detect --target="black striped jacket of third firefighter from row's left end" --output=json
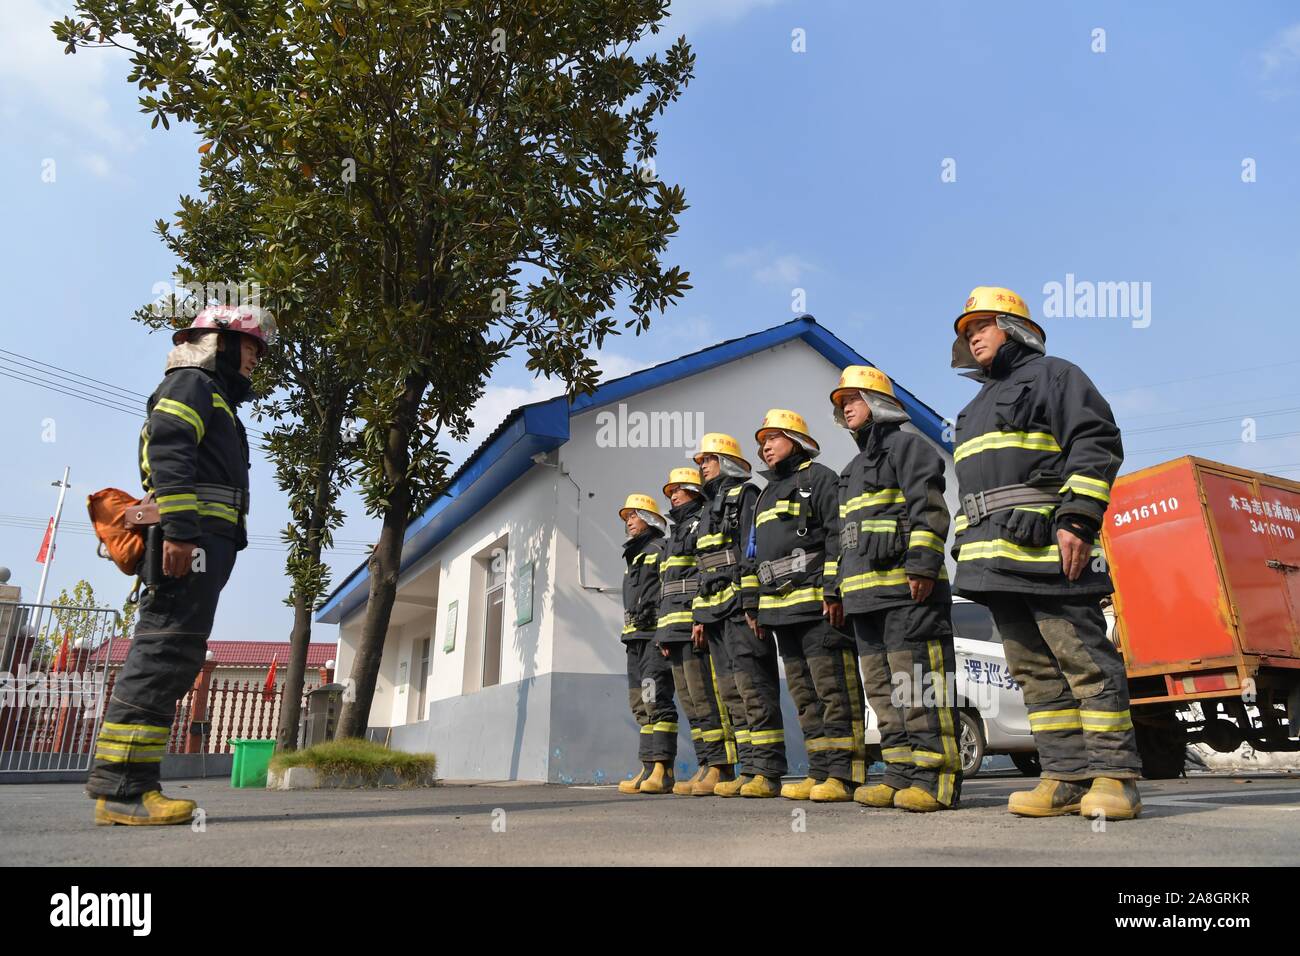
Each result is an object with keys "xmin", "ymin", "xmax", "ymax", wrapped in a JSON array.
[{"xmin": 692, "ymin": 476, "xmax": 758, "ymax": 624}]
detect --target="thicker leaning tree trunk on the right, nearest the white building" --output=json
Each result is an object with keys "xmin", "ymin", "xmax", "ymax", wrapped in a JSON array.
[{"xmin": 338, "ymin": 375, "xmax": 429, "ymax": 739}]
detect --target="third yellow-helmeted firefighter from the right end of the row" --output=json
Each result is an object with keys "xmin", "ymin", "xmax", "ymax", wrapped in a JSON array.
[{"xmin": 748, "ymin": 408, "xmax": 866, "ymax": 803}]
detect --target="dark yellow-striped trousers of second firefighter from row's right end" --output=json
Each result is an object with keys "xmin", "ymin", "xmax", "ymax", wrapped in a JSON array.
[{"xmin": 849, "ymin": 601, "xmax": 962, "ymax": 806}]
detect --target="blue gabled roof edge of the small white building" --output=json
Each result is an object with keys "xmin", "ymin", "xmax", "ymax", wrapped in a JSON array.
[{"xmin": 316, "ymin": 315, "xmax": 952, "ymax": 624}]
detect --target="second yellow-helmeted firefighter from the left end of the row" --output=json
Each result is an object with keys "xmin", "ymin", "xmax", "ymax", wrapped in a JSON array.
[{"xmin": 655, "ymin": 468, "xmax": 736, "ymax": 796}]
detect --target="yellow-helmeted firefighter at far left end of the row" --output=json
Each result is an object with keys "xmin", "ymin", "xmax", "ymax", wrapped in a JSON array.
[{"xmin": 619, "ymin": 494, "xmax": 677, "ymax": 793}]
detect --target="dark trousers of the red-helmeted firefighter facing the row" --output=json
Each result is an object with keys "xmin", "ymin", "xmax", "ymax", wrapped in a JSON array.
[{"xmin": 86, "ymin": 535, "xmax": 235, "ymax": 797}]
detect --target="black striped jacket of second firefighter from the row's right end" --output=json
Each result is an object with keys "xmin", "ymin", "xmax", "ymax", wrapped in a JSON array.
[{"xmin": 836, "ymin": 421, "xmax": 952, "ymax": 614}]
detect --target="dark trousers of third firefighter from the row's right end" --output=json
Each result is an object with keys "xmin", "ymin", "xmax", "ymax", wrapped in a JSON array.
[{"xmin": 770, "ymin": 618, "xmax": 867, "ymax": 783}]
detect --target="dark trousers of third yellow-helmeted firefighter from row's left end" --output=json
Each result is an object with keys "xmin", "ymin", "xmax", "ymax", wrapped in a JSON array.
[{"xmin": 705, "ymin": 614, "xmax": 787, "ymax": 780}]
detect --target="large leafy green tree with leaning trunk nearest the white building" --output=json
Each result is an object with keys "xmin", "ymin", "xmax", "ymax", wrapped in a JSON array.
[{"xmin": 55, "ymin": 0, "xmax": 694, "ymax": 736}]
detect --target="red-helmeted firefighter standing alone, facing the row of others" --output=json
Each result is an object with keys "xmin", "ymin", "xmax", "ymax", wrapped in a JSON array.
[{"xmin": 86, "ymin": 306, "xmax": 274, "ymax": 826}]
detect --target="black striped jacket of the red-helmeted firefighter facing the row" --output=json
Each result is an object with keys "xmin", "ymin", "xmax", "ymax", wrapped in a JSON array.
[{"xmin": 139, "ymin": 367, "xmax": 250, "ymax": 550}]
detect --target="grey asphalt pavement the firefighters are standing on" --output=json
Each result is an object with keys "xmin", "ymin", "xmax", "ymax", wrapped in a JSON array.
[{"xmin": 0, "ymin": 774, "xmax": 1300, "ymax": 866}]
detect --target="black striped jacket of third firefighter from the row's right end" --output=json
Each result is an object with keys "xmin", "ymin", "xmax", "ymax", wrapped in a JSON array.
[{"xmin": 750, "ymin": 450, "xmax": 840, "ymax": 627}]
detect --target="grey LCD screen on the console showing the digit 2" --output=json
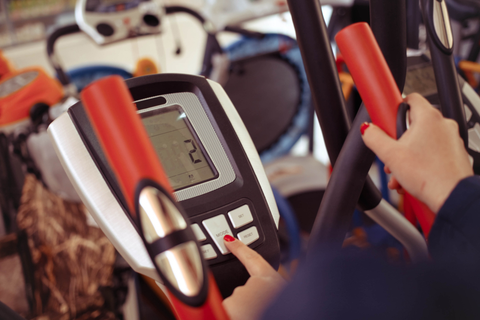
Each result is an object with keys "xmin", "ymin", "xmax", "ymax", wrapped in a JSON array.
[{"xmin": 140, "ymin": 106, "xmax": 217, "ymax": 190}]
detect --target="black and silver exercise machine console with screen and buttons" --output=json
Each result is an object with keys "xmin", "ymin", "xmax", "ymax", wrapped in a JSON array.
[{"xmin": 48, "ymin": 74, "xmax": 280, "ymax": 296}]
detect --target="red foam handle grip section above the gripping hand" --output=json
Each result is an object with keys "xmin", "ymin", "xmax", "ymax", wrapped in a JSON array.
[{"xmin": 335, "ymin": 22, "xmax": 403, "ymax": 138}]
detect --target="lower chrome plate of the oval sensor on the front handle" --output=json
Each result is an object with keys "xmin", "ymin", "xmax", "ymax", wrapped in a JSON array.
[{"xmin": 155, "ymin": 241, "xmax": 204, "ymax": 297}]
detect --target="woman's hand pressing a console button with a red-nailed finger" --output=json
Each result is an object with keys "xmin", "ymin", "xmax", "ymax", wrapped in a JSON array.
[{"xmin": 223, "ymin": 235, "xmax": 286, "ymax": 320}]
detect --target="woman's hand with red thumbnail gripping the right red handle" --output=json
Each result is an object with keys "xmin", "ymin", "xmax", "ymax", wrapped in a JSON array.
[{"xmin": 363, "ymin": 93, "xmax": 473, "ymax": 212}]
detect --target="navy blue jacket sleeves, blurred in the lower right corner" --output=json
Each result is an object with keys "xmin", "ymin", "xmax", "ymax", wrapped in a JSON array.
[{"xmin": 263, "ymin": 177, "xmax": 480, "ymax": 320}]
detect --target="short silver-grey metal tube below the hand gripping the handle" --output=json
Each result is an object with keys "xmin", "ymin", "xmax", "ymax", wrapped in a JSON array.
[{"xmin": 365, "ymin": 199, "xmax": 428, "ymax": 262}]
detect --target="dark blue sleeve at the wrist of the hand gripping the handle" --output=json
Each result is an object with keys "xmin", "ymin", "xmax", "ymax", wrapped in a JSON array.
[{"xmin": 428, "ymin": 176, "xmax": 480, "ymax": 261}]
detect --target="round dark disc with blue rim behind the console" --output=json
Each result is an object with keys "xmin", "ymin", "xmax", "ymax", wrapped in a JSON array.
[{"xmin": 219, "ymin": 34, "xmax": 312, "ymax": 163}]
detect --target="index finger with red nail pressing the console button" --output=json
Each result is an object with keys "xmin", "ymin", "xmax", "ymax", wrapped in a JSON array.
[{"xmin": 223, "ymin": 235, "xmax": 276, "ymax": 276}]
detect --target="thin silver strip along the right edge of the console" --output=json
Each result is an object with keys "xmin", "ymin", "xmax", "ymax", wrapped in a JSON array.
[{"xmin": 207, "ymin": 79, "xmax": 280, "ymax": 229}]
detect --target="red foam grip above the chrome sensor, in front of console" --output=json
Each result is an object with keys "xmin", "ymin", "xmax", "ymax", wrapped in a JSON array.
[{"xmin": 81, "ymin": 76, "xmax": 172, "ymax": 218}]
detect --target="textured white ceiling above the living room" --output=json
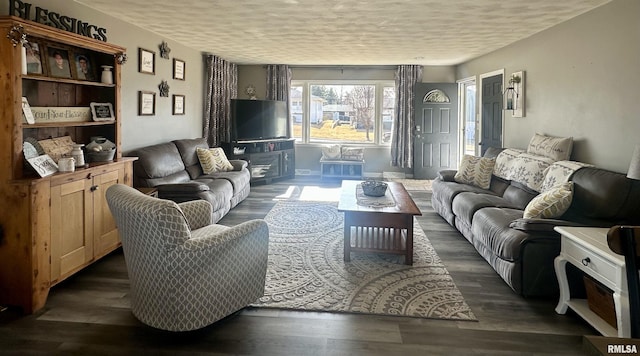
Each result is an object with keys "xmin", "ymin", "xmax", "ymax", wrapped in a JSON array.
[{"xmin": 76, "ymin": 0, "xmax": 610, "ymax": 65}]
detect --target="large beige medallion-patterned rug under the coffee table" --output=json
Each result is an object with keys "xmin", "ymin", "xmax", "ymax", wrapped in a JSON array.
[{"xmin": 253, "ymin": 201, "xmax": 476, "ymax": 320}]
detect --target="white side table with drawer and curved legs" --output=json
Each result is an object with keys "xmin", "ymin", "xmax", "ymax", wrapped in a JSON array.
[{"xmin": 555, "ymin": 227, "xmax": 631, "ymax": 338}]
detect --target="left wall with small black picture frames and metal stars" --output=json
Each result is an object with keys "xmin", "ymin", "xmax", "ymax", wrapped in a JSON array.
[{"xmin": 0, "ymin": 0, "xmax": 204, "ymax": 154}]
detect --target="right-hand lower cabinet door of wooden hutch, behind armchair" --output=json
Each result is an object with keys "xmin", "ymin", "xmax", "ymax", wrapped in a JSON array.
[{"xmin": 92, "ymin": 168, "xmax": 124, "ymax": 258}]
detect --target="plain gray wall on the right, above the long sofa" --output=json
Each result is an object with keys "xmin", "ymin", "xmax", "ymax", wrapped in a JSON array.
[{"xmin": 457, "ymin": 0, "xmax": 640, "ymax": 172}]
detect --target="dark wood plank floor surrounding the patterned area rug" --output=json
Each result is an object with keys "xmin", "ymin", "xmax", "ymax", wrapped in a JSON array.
[{"xmin": 0, "ymin": 177, "xmax": 598, "ymax": 355}]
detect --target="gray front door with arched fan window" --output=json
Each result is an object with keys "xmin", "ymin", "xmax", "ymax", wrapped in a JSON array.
[{"xmin": 413, "ymin": 83, "xmax": 458, "ymax": 179}]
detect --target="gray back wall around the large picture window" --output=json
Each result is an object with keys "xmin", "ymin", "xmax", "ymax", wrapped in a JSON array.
[{"xmin": 238, "ymin": 65, "xmax": 455, "ymax": 177}]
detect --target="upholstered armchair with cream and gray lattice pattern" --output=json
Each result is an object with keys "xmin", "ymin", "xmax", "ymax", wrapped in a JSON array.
[{"xmin": 106, "ymin": 184, "xmax": 269, "ymax": 331}]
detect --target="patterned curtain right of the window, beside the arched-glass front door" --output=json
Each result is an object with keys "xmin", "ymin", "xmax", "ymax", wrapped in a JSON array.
[{"xmin": 391, "ymin": 65, "xmax": 422, "ymax": 168}]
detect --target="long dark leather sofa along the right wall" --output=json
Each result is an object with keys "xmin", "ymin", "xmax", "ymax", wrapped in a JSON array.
[{"xmin": 431, "ymin": 160, "xmax": 640, "ymax": 296}]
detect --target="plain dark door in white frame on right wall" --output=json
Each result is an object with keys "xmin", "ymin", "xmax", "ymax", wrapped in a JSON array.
[{"xmin": 480, "ymin": 74, "xmax": 502, "ymax": 155}]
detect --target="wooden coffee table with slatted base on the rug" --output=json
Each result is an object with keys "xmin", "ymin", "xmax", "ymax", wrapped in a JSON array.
[{"xmin": 338, "ymin": 180, "xmax": 422, "ymax": 265}]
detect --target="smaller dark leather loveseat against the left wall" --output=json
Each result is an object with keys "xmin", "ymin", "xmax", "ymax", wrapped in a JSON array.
[{"xmin": 128, "ymin": 138, "xmax": 251, "ymax": 222}]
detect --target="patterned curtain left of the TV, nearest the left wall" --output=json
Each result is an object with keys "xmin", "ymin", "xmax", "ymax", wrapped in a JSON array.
[{"xmin": 203, "ymin": 55, "xmax": 238, "ymax": 147}]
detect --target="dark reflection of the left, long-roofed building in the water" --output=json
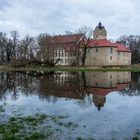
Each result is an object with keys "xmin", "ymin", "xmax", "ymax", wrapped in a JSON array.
[{"xmin": 39, "ymin": 72, "xmax": 83, "ymax": 100}]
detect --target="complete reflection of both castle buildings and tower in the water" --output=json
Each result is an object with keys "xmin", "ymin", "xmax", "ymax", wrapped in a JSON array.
[{"xmin": 39, "ymin": 72, "xmax": 131, "ymax": 110}]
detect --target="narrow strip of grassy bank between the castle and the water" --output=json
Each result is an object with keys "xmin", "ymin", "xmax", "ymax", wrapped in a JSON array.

- - -

Using the records above, write out exactly the lines between the one holding "from the right" and the one holding "yellow-striped trousers of", inclusive; leave everything else out.

detect --target="third yellow-helmeted firefighter from the right end of the row" --output=json
Each result is an object with keys "xmin", "ymin", "xmax", "ymax", wrapped in a JSON array.
[{"xmin": 748, "ymin": 408, "xmax": 866, "ymax": 803}]
detect --target="dark yellow-striped trousers of second firefighter from row's right end" --output=json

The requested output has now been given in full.